Monday, May 26, 2008

For Love or Money: Social vs Monetary Reward

Social Status and cash activate the same reward centre in the brain. That's what two papers in the latest Neuron journal (Volume 58, Issue 2) are saying. I'm always very interested by cognitive research attempting to explain how certain activities can affect human behavior.

The article "Know Your Place: Neural Processing of Social Hierarchy in Humans" by Dr. Caroline Zink and colleagues explains how information about social status activated the same brain regions.

The second article "Processing of Social and Monetary Rewards in the Human Striatum" by Dr. Norihiro Sadato supports how reputation affects people in the same way as money does.

A subscription is required to read those articles, but they were summarized in ABC Science article "Praise or Cash? Your brain doesn't care".

Personal Story:

These studies support my own view on the topic. Last month I discussed the impact of the size of a money bonus on performance. It would be very interesting to see a similar experiment where some a group receive a lot of encouragement and the other group receives no praise at all, to compare their performance.

One of my previous employers, as many employers do, offered an annual performance bonus. This bonus was a percentage of the annual salary, but every employee received a very similar bonus. Employees developed a sense of entitlement to this bonus, and always thought they had met all their performance objectives and deserved the full amount. I'm just giving this context to illustrate how the cash incentive most likely did not have a positive impact on performance.

§ Data section
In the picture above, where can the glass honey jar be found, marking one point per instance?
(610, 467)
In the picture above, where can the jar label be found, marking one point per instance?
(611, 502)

§ Exercise tasks
1) According to the blog post on social versus monetary reward, who wrote the article "Processing of Social and Monetary Rewards in the Human Striatum"?
2) From the blog post, extract the passage between "Monday, May 26, 2008" and "same brain regions.", inclusive.

§ Solutions for each task
1) Dr. Norihiro Sadato

2)
Monday, May 26, 2008

For Love or Money: Social vs Monetary Reward

Social Status and cash activate the same reward centre in the brain. That's what two papers in the latest Neuron journal (Volume 58, Issue 2) are saying. I'm always very interested by cognitive research attempting to explain how certain activities can affect human behavior.

The article "Know Your Place: Neural Processing of Social Hierarchy in Humans" by Dr. Caroline Zink and colleagues explains how information about social status activated the same brain regions.